▸ Quoted text:

┄┄┄┄┄┄┄┄┄┄┄┄┄┄┄┄┄┄┄┄

Then, the control module 127 may extract metadata specifying a use of a space included in the image file of the image database, a type of an object included in the image file, a style of a space included in the image file, and a color combination matching the color of a space included in the image file, and map the metadata to the image file or product information of a product (S220). The control module 127 may use first to third neural networks included in the neural network model 113 in order to specify a use of a space, the type of an object, and the style of a space. The control module 127 may use a color combination recommendation algorithm by the color determination module 124 and the color combination determination module 125 in order to specify a color combination.

Then, the control module 127 may determine a category for at least one of a use of a space, a type of an object, a style of a space, and a color combination as category information for selecting a predetermined product. (S230).

Then, the control module 127 may search for and recommend an image file or product information mapped to metadata corresponding to the determined category from the image database (S240).

An operation of determining a category according to an embodiment of the present disclosure may include acquiring a first image by photographing a space of a user, extracting metadata specifying a use of a space, a type of an object, a style of a space, and a color combination, included in the first image, and determining product selection in a category, which does not include metadata for the type of the object extracted from the first image and includes metadata for a use of a space, a style of a space, and a color combination extracted from a sample image. Thus, the user may be recommended a product suitable for his or her space from among products not included in his or her space.

The determining of the category according to an embodiment of the present disclosure may include acquiring a first image by photographing a space of a user, extracting metadata specifying a use of a space, a type of an object, a style of a space, and a color combination, included in the first image, and determining product selection of a category that includes metadata for one object selected by the user from among the metadata for the type of an object extracted from the first image and includes metadata for the use of a space, the style of a space, and the color combination extracted from the first image. Thus, the user may be recommended an appropriate product based on the category determined for his or her space and a product category that is additionally determined by the user.

Hereinafter, operations of generating the first to third neural network models used to map metadata to an image file included in the image database by the image database analysis-based product recommendation apparatus 100 will each be described.

An operation of generating the first neural network according to an embodiment may include the following operation.

First, the labeling module 121 may acquire a plurality of space images and label a class specifying space information corresponding to each of the plurality of space images or may acquire a plurality of space images with a class labeled thereto and generate learning data. Then, the augmentation module 122 may augment the learning data by generating a second space image obtained by changing some or all of pixel information included in the first space image among the plurality of space images. Then, the labeling module 121 may label the class labeled to the first space image in the second space image. Accordingly, the learning module 123 may input the augmented learning data to a model designed based on a predetermined image classification algorithm, and learn a weight of a model that derives a correlation between the space image included in the learning data and a class labeled to the space image, and thus may generate a model for determining a class for the space image based on the correlation.

┄┄┄┄┄┄┄┄┄┄┄┄┄┄┄┄┄┄┄┄

▸ Dataset extract:

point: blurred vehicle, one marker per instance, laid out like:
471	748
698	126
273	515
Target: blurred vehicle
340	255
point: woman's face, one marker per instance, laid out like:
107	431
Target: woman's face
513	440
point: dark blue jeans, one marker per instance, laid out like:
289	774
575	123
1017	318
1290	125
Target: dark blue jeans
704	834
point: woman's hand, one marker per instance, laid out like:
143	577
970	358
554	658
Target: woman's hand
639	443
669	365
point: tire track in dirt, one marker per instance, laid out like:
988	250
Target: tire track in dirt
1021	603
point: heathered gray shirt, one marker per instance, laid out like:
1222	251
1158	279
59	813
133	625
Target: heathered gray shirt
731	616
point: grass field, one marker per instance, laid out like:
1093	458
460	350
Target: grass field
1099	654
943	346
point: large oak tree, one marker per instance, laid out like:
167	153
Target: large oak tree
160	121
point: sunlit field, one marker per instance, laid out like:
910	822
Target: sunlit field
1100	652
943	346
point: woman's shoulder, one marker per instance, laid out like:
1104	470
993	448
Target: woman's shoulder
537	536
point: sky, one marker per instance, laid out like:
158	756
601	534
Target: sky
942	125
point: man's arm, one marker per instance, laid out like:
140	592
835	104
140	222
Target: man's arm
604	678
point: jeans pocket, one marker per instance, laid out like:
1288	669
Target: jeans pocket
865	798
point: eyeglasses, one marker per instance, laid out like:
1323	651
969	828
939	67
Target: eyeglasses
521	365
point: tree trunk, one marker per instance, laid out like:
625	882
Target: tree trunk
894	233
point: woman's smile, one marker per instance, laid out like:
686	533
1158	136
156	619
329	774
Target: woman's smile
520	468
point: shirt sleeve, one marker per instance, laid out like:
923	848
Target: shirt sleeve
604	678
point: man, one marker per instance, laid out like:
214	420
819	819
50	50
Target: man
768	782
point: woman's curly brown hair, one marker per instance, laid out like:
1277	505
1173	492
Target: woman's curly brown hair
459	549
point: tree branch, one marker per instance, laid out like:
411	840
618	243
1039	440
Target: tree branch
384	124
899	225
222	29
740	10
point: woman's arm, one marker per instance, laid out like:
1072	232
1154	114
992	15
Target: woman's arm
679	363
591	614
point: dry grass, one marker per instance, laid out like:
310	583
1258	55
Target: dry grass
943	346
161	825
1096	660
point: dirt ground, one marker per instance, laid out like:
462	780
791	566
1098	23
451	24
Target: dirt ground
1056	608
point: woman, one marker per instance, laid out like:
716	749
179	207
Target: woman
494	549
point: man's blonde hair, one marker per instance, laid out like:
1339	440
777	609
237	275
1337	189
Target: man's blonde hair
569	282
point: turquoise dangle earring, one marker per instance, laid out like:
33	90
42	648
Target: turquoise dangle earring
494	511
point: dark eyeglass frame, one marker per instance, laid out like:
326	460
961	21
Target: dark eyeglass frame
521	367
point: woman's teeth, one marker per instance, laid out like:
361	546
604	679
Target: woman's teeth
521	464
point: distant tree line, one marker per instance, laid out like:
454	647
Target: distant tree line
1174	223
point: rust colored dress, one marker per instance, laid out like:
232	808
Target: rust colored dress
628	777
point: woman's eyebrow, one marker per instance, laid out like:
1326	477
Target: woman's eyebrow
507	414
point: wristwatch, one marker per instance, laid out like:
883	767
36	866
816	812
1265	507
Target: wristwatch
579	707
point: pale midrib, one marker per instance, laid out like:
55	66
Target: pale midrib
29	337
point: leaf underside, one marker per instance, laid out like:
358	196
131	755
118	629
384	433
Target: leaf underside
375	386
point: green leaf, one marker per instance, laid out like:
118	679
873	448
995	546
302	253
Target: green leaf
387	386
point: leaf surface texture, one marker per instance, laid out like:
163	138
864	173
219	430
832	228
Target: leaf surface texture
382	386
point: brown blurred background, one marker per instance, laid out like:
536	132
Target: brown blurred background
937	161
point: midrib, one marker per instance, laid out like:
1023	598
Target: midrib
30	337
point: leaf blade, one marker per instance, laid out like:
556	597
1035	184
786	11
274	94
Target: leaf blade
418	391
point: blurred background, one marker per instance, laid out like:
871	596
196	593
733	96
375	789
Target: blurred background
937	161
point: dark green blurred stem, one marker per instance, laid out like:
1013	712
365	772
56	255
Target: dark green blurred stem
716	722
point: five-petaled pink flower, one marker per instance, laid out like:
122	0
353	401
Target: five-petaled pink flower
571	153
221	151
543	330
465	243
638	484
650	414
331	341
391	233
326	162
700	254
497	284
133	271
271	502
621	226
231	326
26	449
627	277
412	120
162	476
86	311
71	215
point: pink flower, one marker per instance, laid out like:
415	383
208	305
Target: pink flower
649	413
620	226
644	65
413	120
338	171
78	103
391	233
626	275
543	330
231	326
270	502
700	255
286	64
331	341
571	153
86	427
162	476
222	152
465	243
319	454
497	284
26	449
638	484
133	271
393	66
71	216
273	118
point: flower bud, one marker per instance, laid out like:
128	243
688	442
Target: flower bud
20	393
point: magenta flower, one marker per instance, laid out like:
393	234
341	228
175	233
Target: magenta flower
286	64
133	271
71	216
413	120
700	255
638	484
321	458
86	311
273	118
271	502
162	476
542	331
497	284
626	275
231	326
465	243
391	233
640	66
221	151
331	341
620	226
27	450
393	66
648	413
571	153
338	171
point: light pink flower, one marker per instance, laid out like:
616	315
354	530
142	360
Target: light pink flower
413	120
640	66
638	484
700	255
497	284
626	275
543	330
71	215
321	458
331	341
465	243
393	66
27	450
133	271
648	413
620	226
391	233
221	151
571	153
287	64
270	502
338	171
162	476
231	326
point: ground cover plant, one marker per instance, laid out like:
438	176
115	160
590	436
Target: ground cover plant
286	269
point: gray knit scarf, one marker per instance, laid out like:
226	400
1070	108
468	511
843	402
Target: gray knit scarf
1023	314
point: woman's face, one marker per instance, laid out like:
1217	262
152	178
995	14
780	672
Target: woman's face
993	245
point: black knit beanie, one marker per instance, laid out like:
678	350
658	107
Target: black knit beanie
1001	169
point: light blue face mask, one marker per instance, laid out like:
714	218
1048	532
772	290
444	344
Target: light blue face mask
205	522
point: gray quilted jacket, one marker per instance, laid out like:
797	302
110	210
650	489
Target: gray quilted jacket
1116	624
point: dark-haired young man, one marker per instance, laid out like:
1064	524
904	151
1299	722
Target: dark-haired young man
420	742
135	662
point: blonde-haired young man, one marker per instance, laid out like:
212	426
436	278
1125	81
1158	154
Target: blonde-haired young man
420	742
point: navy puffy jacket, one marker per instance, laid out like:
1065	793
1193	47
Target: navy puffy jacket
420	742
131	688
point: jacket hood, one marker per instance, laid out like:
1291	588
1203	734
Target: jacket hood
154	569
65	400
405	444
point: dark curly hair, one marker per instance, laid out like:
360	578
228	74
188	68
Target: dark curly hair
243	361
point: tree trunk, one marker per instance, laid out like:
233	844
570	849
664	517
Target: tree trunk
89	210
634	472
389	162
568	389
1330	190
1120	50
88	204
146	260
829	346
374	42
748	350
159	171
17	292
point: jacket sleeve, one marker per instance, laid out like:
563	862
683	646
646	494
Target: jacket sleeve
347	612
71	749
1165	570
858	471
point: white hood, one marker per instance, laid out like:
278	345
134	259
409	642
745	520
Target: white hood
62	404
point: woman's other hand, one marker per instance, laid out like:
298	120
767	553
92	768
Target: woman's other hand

┄┄┄┄┄┄┄┄┄┄┄┄┄┄┄┄┄┄┄┄

▸ Written request A: List every module that the passage on image-based product recommendation identifies by a reference number, giving each with its number.
▸ Written request B: Extend the passage on image-based product recommendation with a few sentences that pick up after its final sentence.
The records are not needed for anything here.

▸ Right answer A: control module 127, color determination module 124, color combination determination module 125, labeling module 121, augmentation module 122, learning module 123

▸ Right answer B:
FIG. 4 is an exemplary diagram of an operation of learning a second neural network model for classifying an object by the image database analysis-based product recommendation apparatus 100 according to an embodiment of the present disclosure.

Referring to FIG. 4, an operation of generating the second neural network according to an embodiment may include the following operation.

The augmentation module 122 may acquire a first space image including a first object image and generate a second space image with some or all of the pixel information included in the first space image (S310). The labeling module 121 may specify a bounding box in an area including the first object image in the first space image, and label the first class specifying the first object image in the bounding box to the first space image (S320). The learning module 123 may input the first space image labeled to the model designed based on the image classification algorithm to primarily learn a weight of the artificial intelligence model that derives a correlation between the position of the first object image from the first space image and the first class of the first object image from the first space image, and thus may generate a model specifying the position of the object image included in the space image and determining the class of the object image based on the learned correlation in the weight (S330). Then, the labeling module 121 may input the second space image to the primarily learned model, and label a bounding box in which the primarily learned artificial intelligence model specifies the second object image in the second space image and the second class determined for the second object image by the primarily learned artificial intelligence model, to the second space image (S340). In this case, the labeling module 121 may input the second space image to the primarily learned model, compare the second class determined for the second object image by the artificial intelligence model with the first class, perform an operation of maintaining a value of the second class when the second class and the first class are the same and correcting the value of the second class to the same value as the first class when the second class is different from the first class, correct an error of the primarily learned model, and perform labeling (S345). Even if the second space image is transformed from the first space image, the classes of objects included in the respective images are the same, and thus outlier data may be removed by correcting an error of the primarily learned model using the above method.

Accordingly, the learning module 123 may generate a model that secondarily learns a weight of an artificial intelligence model by performing re-learning of the artificial intelligence model in which the primary learning is completed based on the second space image in which the labeling is completed. (S350). In detail, for secondary learning, the learning module 123 may input the second space image labeled to the primarily learned artificial intelligence model and secondarily learn a weight of an artificial intelligence model that derives a correlation between the position of the second object image in the bounding box from the second space image and the second class of the second object image from the second space image, and thus may generate a model specifying the position of the object image included in the space image and determining the class of the object image based on the learned correlation in the weight.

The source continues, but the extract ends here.